+++ Raw data +++

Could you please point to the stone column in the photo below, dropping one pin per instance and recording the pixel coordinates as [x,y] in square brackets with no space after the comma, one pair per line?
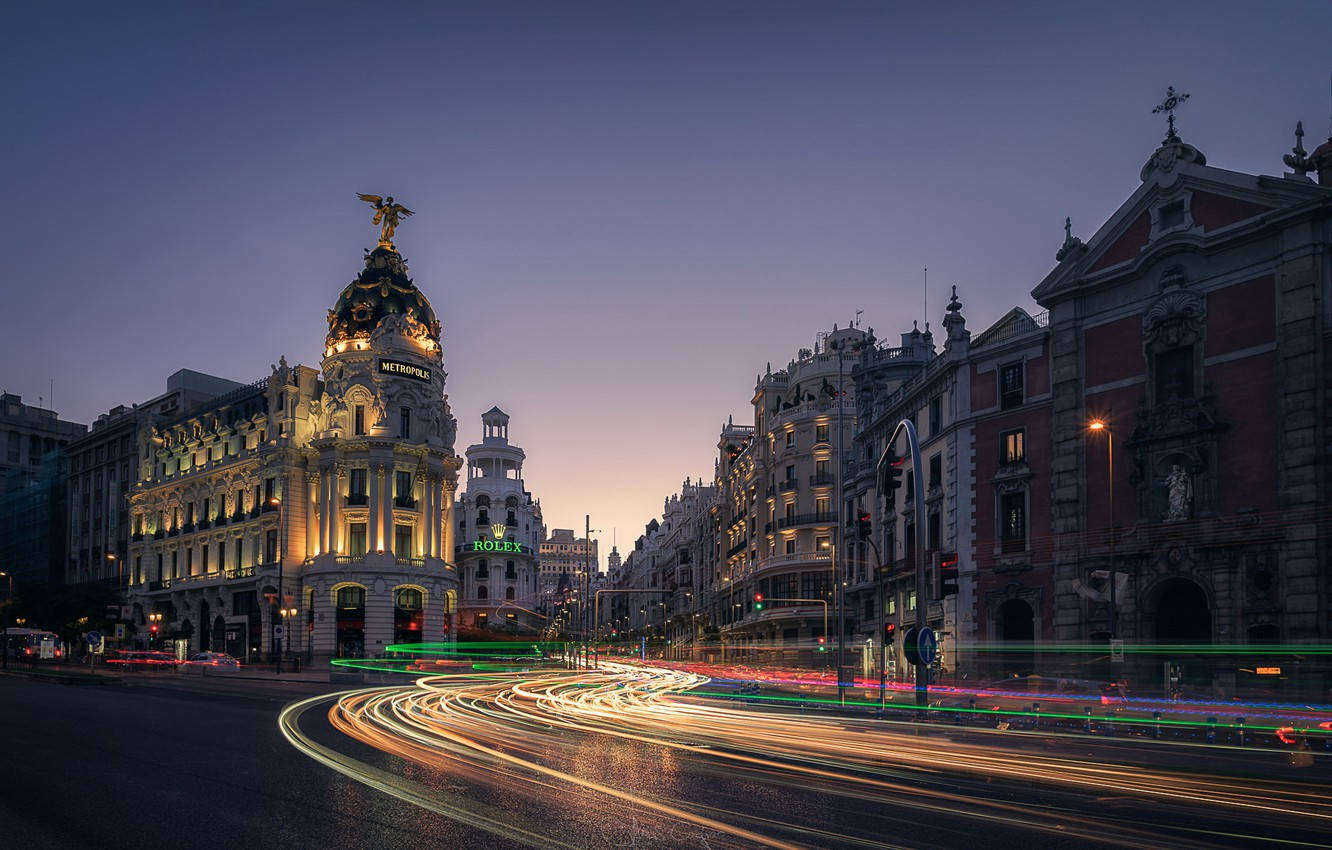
[386,478]
[428,505]
[334,506]
[313,514]
[448,528]
[374,481]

+++

» Direction: Can you write out all of these lines again, requests included, with every coordinate in the answers rescaled by a factor of 1.45 and rounded to whole numbers, halves rounding up? Leave the pictures out.

» Exercise response:
Could you please point to the stone column in the photo below, dropping one pin per instance and recording the pixel coordinates as [x,y] in square brackets with no space after the comma, one pair per line?
[560,693]
[621,732]
[484,734]
[454,745]
[650,766]
[542,697]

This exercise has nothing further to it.